Reproduce the items below word for word, starting at the line that contains "of the wooden" and ending with the last line of the items.
-*-
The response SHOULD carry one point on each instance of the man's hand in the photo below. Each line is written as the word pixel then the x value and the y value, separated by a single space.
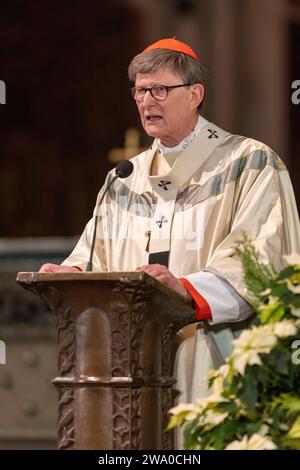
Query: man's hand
pixel 57 268
pixel 163 275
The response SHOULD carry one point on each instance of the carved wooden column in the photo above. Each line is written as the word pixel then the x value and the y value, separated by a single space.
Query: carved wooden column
pixel 116 336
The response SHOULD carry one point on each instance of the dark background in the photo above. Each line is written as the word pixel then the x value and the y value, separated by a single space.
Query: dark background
pixel 65 68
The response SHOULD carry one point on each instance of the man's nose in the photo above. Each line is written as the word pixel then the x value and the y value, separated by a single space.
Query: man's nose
pixel 148 98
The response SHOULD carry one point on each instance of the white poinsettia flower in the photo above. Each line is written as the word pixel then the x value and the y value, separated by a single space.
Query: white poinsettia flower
pixel 182 408
pixel 292 259
pixel 241 360
pixel 286 328
pixel 255 442
pixel 295 288
pixel 295 311
pixel 250 344
pixel 260 338
pixel 266 292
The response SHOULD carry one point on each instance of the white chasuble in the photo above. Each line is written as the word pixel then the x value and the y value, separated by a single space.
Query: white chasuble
pixel 219 186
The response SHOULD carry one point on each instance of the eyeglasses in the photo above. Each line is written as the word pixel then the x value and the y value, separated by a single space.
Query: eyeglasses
pixel 158 92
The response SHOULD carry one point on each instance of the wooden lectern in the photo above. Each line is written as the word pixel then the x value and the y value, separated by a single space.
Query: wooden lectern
pixel 116 345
-*-
• RESPONSE
The response SHOULD carry one point on each instance of the wooden lectern in the photo above. Each line is written as the word pixel then the x value and the y value, separated by a single space.
Query: wooden lectern
pixel 116 345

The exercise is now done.